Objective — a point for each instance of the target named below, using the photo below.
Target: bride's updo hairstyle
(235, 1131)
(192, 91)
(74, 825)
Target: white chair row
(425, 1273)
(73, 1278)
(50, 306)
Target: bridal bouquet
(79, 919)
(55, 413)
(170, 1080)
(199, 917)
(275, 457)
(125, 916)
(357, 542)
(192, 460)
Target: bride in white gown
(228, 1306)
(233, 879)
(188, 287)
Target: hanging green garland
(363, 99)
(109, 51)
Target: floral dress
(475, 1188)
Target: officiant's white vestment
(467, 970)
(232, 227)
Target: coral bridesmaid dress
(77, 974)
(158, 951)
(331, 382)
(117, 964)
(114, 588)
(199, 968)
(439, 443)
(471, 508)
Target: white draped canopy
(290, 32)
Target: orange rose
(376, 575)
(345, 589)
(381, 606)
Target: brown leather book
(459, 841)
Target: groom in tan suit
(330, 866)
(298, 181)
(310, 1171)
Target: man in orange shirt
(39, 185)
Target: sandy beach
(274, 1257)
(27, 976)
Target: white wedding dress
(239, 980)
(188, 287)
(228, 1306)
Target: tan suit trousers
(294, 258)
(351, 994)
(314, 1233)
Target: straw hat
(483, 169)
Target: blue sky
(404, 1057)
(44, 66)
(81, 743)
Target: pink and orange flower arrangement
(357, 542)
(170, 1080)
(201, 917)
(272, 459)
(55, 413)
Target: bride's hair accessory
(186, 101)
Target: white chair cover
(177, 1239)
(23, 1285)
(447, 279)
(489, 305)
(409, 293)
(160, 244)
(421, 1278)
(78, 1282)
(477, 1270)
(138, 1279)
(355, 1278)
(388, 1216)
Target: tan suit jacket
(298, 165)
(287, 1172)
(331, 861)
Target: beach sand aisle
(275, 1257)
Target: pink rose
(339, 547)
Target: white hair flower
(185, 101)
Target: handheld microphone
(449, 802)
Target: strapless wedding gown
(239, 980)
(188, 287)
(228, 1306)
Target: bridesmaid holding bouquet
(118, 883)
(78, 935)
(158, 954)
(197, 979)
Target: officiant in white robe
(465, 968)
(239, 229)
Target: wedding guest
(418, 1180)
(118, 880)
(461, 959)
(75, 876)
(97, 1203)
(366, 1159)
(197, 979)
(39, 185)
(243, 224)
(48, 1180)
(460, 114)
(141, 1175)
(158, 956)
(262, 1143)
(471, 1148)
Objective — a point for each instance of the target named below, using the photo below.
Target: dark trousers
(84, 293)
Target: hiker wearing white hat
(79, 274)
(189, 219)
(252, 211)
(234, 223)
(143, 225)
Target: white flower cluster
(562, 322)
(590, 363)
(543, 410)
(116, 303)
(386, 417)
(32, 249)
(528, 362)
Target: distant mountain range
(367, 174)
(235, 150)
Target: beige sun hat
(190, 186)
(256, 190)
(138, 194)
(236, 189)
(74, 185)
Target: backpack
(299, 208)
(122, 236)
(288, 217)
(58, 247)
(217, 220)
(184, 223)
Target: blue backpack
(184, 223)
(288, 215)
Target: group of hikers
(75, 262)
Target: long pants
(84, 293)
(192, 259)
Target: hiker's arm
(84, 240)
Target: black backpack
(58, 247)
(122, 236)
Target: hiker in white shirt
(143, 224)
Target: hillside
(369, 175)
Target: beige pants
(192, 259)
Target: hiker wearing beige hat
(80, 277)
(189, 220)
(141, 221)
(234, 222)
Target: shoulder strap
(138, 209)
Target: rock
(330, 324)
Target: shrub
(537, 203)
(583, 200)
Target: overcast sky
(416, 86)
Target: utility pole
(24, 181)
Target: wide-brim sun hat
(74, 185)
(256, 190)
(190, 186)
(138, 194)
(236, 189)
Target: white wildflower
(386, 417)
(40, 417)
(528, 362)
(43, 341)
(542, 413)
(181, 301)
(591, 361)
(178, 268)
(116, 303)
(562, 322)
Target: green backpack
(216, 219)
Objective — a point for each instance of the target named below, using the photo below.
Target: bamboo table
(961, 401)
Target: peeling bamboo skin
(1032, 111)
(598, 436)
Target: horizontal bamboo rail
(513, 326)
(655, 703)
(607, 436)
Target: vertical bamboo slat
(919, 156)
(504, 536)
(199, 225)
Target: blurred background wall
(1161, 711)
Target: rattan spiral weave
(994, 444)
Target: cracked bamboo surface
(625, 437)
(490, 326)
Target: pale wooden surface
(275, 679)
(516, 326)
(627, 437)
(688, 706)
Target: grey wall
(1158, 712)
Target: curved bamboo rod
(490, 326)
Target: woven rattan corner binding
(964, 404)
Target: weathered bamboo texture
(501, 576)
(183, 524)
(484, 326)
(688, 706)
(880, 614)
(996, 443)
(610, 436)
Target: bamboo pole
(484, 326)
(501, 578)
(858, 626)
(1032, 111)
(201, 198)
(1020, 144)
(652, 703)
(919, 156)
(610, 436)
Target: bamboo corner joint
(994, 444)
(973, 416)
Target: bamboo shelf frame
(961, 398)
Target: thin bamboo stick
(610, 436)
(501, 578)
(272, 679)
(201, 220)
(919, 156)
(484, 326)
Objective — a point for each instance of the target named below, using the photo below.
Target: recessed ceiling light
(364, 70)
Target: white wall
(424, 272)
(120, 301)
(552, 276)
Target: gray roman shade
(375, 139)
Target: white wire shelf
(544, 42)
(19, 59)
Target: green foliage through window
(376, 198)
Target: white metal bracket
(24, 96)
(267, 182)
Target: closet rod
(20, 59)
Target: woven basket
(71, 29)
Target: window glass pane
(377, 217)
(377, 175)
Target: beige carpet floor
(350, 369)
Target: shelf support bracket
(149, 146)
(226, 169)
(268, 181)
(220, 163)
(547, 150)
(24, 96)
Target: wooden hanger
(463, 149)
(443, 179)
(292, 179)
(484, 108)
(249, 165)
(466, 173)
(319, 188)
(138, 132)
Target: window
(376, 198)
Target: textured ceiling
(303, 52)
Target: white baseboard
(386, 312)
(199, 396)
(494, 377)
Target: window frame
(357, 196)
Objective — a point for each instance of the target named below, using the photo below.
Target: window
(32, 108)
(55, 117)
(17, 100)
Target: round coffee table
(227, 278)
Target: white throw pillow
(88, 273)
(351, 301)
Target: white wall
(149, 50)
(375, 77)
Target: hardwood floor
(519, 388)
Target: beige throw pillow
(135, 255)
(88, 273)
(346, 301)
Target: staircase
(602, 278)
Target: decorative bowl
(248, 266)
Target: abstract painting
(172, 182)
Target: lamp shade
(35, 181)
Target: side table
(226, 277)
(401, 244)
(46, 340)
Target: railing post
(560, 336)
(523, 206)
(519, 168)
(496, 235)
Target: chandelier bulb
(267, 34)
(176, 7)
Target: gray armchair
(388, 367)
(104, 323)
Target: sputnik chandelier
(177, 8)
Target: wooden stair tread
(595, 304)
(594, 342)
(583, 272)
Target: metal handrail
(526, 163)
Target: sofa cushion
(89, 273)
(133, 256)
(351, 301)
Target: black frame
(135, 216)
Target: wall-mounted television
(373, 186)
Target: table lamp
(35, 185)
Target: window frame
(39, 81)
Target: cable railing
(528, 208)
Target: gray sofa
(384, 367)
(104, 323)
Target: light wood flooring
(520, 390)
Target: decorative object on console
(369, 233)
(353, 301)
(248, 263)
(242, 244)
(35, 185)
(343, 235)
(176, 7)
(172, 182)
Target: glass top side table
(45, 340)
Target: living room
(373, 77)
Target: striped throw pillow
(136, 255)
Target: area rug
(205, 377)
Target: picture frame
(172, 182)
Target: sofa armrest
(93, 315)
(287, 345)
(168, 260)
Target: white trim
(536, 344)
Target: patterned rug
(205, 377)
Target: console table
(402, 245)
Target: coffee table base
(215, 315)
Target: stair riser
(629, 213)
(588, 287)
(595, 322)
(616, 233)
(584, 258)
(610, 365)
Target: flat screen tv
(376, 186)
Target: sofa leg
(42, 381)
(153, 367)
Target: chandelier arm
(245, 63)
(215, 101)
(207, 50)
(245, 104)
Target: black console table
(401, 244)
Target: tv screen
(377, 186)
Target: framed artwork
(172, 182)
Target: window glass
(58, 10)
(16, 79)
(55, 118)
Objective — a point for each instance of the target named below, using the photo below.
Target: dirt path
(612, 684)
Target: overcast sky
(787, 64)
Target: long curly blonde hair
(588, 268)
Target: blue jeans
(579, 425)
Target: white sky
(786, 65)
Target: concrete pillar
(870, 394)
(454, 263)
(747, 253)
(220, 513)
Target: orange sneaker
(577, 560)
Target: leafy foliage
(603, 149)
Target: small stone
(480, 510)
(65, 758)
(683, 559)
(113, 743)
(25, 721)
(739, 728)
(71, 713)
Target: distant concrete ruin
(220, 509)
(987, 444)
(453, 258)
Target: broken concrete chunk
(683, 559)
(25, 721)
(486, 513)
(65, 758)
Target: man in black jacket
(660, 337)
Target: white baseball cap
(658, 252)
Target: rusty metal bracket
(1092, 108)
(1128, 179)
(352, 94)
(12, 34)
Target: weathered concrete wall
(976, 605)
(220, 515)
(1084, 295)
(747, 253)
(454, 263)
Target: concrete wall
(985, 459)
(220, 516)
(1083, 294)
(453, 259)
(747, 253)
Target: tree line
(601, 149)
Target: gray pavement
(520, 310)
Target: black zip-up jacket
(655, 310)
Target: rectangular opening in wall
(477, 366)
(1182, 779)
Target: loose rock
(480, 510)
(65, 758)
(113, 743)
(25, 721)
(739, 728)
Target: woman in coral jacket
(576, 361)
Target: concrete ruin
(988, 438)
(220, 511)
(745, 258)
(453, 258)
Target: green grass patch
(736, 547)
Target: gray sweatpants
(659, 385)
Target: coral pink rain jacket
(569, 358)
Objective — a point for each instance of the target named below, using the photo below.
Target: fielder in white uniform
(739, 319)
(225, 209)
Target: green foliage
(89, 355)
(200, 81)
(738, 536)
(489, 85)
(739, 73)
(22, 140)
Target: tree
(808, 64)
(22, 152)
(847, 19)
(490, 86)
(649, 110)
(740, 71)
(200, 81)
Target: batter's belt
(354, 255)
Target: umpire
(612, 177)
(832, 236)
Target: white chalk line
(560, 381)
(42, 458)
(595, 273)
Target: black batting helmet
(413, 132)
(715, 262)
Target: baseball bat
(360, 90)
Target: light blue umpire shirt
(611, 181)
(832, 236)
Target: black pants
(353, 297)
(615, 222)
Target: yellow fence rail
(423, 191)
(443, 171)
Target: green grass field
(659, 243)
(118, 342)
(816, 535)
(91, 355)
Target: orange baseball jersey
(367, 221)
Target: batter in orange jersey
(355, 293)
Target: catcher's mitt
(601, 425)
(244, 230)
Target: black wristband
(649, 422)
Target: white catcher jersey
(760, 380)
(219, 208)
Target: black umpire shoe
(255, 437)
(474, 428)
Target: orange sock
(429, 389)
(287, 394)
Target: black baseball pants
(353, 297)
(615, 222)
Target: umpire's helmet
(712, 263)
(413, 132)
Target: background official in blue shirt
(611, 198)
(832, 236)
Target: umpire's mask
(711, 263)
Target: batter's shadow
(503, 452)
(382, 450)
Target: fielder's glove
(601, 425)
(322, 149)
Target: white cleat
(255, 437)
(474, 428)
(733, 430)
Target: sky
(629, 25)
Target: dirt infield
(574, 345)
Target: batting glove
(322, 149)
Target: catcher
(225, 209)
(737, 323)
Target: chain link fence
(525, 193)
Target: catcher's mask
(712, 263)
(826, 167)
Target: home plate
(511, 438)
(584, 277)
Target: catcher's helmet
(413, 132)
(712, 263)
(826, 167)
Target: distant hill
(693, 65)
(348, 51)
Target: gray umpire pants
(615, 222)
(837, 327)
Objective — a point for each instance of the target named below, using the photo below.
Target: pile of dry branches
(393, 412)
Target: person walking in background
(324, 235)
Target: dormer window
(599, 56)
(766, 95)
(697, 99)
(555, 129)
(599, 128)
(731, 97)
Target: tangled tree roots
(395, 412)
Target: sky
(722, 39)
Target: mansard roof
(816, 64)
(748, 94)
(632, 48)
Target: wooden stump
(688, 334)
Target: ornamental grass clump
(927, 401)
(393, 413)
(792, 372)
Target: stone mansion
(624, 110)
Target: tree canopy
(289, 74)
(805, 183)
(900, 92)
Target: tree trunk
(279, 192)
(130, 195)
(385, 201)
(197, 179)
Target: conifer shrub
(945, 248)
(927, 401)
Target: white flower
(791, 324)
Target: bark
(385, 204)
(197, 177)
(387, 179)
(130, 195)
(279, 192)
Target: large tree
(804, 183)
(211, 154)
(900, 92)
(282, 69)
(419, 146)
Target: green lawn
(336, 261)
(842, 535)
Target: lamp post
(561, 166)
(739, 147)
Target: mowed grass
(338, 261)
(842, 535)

◇ ◇ ◇ ◇

=== Exercise ===
Begin at the line containing "Target: fielder's glove" and reproduce each line through the end of the records above.

=== Result for this task ===
Target: fielder's glove
(601, 425)
(322, 149)
Target: white cleat
(255, 437)
(474, 428)
(733, 430)
Target: sky
(629, 25)
Target: dirt infield
(574, 345)
Target: batting glove
(322, 149)
Target: catcher
(225, 209)
(737, 323)
Target: chain link fence
(525, 193)
Target: catcher's mask
(712, 263)
(826, 167)
Target: home plate
(511, 438)
(584, 277)
Target: catcher's helmet
(413, 132)
(712, 263)
(826, 167)
Target: distant hill
(693, 65)
(348, 51)
Target: gray umpire pants
(615, 222)
(837, 327)
Objective — a point for each instance of the target named below, using the photo below.
Target: pile of dry branches
(393, 412)
Target: person walking in background
(324, 235)
Target: dormer window
(599, 56)
(766, 95)
(697, 99)
(555, 129)
(599, 128)
(731, 97)
Target: tangled tree roots
(395, 412)
Target: sky
(722, 39)
Target: mansard roof
(816, 64)
(748, 94)
(632, 48)
Target: wooden stump
(688, 334)
Target: ornamental grass clump
(927, 401)
(393, 413)
(792, 372)
Target: stone mansion
(624, 110)
Target: tree canopy
(289, 74)
(805, 183)
(900, 92)
Target: tree trunk
(279, 192)
(130, 195)
(385, 201)
(197, 179)
Target: conifer shrub
(945, 248)
(927, 401)
Target: white flower
(791, 324)
Target: bark
(385, 204)
(197, 177)
(387, 179)
(130, 195)
(279, 192)
Target: large tree
(804, 183)
(211, 154)
(900, 92)
(282, 69)
(419, 146)
Target: green lawn
(336, 261)
(842, 535)
Target: lamp post
(561, 166)
(739, 147)
Target: mowed grass
(338, 261)
(842, 535)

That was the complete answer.